• _Written problem_: Please transcribe every line of the records below word for word, omitting the pictures.

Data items
◆ ◆ ◆

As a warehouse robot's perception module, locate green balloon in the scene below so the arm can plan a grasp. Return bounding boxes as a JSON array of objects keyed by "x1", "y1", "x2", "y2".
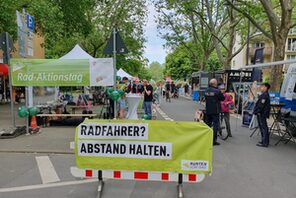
[
  {"x1": 29, "y1": 107, "x2": 38, "y2": 116},
  {"x1": 118, "y1": 89, "x2": 124, "y2": 97},
  {"x1": 18, "y1": 106, "x2": 29, "y2": 118},
  {"x1": 111, "y1": 90, "x2": 120, "y2": 101},
  {"x1": 143, "y1": 114, "x2": 150, "y2": 120},
  {"x1": 106, "y1": 87, "x2": 114, "y2": 96}
]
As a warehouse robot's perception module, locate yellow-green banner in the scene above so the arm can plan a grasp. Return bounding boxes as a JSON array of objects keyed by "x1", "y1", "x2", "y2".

◆ ◆ ◆

• _Output for this exercise_:
As a warehouse robot's perception module, locate green balloon in the scene below so the arm can plan a grasp. Return bounding boxes as a JSON array of objects keyed by "x1", "y1", "x2", "y2".
[
  {"x1": 29, "y1": 107, "x2": 38, "y2": 116},
  {"x1": 118, "y1": 89, "x2": 124, "y2": 97},
  {"x1": 18, "y1": 106, "x2": 29, "y2": 118},
  {"x1": 111, "y1": 90, "x2": 120, "y2": 101},
  {"x1": 143, "y1": 114, "x2": 150, "y2": 120},
  {"x1": 106, "y1": 87, "x2": 114, "y2": 96}
]
As a warehouse robot's perception module, locate yellow-green banner in the scene above so the arm can plan a grasp. Return bounding boxes as a JSON array of objects keyed by "x1", "y1", "x2", "y2".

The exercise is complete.